» WHAT TO PRODUCE: Report every line of the rows below that contains the word "display", copying each line in full. Case counts.

[Rows from a data collection]
* * * * * * *

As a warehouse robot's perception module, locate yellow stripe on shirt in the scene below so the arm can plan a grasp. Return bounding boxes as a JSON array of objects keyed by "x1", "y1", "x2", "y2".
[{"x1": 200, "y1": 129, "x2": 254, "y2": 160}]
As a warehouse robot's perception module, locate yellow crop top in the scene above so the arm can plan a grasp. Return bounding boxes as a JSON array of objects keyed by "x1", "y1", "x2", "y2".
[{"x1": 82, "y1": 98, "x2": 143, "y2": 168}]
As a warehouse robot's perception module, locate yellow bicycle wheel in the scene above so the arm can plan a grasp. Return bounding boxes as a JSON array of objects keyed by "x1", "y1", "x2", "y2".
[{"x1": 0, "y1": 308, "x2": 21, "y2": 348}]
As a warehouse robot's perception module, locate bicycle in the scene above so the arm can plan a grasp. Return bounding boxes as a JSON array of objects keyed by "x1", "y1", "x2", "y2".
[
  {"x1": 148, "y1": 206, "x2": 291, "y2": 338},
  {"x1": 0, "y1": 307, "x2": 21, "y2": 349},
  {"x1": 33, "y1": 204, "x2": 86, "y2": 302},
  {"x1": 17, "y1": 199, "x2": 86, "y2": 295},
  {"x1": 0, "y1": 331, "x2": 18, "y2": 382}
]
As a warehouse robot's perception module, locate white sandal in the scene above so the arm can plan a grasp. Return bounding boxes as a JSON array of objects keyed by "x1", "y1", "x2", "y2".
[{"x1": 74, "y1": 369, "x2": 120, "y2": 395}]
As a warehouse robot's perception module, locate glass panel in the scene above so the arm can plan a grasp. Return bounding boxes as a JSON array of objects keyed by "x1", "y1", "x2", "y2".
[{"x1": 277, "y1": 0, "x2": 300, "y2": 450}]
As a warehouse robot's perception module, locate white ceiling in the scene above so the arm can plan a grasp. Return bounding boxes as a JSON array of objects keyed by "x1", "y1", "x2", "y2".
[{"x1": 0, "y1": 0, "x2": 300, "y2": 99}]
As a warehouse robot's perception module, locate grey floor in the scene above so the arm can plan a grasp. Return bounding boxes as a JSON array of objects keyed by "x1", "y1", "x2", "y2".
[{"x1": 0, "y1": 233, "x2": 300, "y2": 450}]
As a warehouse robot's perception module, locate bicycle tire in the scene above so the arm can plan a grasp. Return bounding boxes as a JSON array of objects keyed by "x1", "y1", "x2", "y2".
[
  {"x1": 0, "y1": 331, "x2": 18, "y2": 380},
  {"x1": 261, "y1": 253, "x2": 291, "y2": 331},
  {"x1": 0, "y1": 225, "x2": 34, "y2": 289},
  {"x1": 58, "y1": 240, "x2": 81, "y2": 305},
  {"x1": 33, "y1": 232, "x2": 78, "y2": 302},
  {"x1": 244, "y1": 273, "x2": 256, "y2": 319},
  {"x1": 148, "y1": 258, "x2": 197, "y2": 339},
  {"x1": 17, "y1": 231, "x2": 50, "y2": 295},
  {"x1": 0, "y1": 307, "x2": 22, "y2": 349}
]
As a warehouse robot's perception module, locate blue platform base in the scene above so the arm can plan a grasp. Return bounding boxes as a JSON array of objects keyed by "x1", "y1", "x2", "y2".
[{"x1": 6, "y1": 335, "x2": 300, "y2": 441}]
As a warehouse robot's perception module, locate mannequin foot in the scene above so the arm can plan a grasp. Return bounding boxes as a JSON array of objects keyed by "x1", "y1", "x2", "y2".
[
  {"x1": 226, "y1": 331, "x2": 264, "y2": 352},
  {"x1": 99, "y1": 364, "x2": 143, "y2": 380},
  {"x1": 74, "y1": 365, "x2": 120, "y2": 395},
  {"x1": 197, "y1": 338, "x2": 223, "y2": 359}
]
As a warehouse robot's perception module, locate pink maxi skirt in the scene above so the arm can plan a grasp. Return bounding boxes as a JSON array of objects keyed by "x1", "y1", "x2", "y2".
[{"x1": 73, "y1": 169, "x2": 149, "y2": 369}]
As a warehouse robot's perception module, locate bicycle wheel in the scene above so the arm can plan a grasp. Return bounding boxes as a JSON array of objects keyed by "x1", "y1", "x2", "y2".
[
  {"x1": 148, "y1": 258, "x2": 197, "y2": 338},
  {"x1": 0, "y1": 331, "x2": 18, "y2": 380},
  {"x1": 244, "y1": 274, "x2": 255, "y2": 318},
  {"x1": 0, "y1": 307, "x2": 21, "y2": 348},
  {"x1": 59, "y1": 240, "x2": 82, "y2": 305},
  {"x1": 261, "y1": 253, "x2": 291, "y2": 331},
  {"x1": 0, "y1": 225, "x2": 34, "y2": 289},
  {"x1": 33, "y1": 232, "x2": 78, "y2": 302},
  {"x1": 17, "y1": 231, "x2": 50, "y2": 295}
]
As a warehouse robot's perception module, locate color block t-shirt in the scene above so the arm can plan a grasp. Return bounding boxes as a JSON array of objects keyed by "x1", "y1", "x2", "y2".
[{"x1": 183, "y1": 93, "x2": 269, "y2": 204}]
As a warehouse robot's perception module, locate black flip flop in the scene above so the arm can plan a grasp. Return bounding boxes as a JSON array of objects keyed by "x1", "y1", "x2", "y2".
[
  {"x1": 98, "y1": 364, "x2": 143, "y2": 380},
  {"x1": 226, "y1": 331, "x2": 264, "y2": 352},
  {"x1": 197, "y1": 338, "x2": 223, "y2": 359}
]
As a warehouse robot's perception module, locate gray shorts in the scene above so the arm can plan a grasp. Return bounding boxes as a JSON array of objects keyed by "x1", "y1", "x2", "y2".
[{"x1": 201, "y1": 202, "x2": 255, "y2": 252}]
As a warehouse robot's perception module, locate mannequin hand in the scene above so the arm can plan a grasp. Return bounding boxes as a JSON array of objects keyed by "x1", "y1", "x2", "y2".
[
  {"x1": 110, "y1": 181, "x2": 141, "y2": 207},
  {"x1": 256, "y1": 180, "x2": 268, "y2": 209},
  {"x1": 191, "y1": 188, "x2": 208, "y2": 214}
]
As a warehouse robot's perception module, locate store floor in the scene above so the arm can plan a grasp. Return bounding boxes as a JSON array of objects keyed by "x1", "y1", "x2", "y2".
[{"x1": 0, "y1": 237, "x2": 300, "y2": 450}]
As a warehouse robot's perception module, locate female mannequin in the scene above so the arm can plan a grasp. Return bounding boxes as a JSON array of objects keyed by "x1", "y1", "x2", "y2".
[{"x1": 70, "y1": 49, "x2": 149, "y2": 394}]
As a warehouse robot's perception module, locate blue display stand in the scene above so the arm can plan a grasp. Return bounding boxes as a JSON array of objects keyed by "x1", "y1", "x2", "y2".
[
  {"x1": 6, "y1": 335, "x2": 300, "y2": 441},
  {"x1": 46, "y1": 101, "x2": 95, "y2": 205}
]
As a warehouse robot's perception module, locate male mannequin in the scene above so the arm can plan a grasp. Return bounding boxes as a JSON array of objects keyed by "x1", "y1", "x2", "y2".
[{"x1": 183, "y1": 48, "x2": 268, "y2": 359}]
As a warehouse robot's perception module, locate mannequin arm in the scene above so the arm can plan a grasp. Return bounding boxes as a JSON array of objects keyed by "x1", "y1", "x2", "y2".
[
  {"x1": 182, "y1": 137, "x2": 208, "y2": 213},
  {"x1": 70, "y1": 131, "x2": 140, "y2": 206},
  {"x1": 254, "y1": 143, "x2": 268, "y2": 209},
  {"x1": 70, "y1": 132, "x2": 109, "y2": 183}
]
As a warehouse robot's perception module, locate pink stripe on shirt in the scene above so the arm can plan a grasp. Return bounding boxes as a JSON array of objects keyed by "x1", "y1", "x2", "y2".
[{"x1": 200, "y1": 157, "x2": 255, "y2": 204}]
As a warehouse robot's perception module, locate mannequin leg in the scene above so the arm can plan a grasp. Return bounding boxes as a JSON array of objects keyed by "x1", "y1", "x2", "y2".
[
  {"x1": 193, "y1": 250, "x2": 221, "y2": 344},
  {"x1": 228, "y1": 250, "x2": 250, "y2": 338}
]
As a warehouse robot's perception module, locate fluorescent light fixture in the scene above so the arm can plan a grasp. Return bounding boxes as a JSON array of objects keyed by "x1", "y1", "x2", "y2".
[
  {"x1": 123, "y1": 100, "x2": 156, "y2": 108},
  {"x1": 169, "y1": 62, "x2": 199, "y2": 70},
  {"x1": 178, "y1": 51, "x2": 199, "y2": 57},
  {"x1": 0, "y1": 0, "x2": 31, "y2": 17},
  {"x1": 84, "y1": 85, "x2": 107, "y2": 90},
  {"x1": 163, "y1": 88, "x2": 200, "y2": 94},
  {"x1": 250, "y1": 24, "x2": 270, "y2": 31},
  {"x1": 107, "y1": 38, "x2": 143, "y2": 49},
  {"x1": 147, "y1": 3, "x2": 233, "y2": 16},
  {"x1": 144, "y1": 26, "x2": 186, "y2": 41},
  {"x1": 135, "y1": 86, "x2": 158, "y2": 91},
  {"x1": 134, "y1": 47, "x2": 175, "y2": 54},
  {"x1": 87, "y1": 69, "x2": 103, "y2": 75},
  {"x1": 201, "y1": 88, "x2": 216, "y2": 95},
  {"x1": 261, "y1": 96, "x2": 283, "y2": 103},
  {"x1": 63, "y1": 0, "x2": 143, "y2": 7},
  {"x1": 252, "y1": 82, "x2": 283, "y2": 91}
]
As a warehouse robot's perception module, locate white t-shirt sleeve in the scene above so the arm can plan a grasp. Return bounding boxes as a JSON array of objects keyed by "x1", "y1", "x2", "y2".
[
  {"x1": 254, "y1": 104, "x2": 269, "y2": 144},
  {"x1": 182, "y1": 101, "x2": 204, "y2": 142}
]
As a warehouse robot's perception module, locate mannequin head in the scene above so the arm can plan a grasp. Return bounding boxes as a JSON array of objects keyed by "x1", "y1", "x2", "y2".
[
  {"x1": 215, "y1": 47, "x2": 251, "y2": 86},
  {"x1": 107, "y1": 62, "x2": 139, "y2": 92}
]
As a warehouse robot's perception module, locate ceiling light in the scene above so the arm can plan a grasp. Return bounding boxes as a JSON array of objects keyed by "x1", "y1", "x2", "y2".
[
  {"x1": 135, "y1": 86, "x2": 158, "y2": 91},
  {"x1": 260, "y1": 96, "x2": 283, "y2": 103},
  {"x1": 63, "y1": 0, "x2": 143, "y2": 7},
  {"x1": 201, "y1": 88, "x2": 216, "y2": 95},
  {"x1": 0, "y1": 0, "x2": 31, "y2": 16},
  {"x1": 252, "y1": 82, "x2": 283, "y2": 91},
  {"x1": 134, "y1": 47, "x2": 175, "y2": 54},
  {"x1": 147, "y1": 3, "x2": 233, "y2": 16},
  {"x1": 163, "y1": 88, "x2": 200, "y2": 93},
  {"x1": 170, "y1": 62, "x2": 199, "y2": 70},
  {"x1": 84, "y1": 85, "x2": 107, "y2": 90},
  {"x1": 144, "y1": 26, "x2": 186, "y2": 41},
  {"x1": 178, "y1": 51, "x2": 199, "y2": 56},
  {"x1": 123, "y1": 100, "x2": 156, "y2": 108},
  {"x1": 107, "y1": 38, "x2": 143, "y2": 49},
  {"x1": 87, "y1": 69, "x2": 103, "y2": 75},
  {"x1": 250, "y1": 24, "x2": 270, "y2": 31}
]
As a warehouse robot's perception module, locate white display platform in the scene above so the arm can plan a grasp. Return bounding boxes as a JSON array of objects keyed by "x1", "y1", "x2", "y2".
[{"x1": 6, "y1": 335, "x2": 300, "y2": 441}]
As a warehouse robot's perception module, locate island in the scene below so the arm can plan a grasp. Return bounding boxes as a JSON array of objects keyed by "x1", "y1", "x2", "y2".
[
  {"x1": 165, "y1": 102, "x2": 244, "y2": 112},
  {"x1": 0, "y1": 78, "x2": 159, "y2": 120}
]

* * * * * * *

» FINAL ANSWER:
As a warehouse robot's perception module, locate blue display stand in the scene above so the arm can plan a grasp. Return bounding boxes as a JSON array of objects keyed by "x1", "y1", "x2", "y2".
As a warehouse robot's perception module, locate white display platform in the scene above so the arm can plan a grasp. Return bounding boxes as a JSON array of objects keyed by "x1", "y1", "x2", "y2".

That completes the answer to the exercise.